▸ **WORK TASK**
What is needed is an exact copy of the line that contains "# report the position of each instance of the woman's nose" and of all later lines to the end of the records below, with no other lines.

Saved data entries
-- Opening Marker --

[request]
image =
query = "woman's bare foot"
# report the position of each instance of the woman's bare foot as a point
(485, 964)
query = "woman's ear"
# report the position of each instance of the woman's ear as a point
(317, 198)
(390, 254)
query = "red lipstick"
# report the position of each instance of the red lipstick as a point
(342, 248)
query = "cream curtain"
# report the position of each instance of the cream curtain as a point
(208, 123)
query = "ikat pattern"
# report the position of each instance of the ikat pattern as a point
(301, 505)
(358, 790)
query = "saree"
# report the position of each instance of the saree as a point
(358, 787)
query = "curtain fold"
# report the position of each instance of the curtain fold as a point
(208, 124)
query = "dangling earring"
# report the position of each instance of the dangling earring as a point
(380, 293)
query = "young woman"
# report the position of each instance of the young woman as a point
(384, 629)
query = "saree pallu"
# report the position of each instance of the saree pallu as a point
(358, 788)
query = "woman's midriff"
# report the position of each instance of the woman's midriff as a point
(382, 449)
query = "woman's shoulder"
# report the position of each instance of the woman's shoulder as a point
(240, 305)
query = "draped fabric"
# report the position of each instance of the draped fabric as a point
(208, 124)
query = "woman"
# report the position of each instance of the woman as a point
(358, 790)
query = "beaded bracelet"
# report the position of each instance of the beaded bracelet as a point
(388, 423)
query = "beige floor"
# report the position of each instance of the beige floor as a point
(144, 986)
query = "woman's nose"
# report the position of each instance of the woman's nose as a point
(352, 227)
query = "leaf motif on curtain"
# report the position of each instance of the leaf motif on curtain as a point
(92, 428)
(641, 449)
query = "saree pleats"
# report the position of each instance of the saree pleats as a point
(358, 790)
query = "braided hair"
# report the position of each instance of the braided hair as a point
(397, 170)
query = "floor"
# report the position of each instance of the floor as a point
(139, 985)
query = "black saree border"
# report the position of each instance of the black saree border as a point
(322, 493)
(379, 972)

-- Closing Marker --

▸ **ANSWER TO THE EXERCISE**
# report the position of each instance of the woman's nose as a point
(352, 227)
query = "leaf motif on curtain"
# report the position of each instance of the leaf motif on curtain as a point
(92, 428)
(641, 449)
query = "saree pleats"
# report the position of each instance of the saree pleats as a point
(358, 790)
query = "braided hair"
# report the position of each instance of the braided hair as a point
(397, 170)
query = "floor"
# report the position of each instance of the floor as a point
(139, 985)
query = "black saree border"
# report the position of each instance of the black saree border as a point
(322, 493)
(379, 972)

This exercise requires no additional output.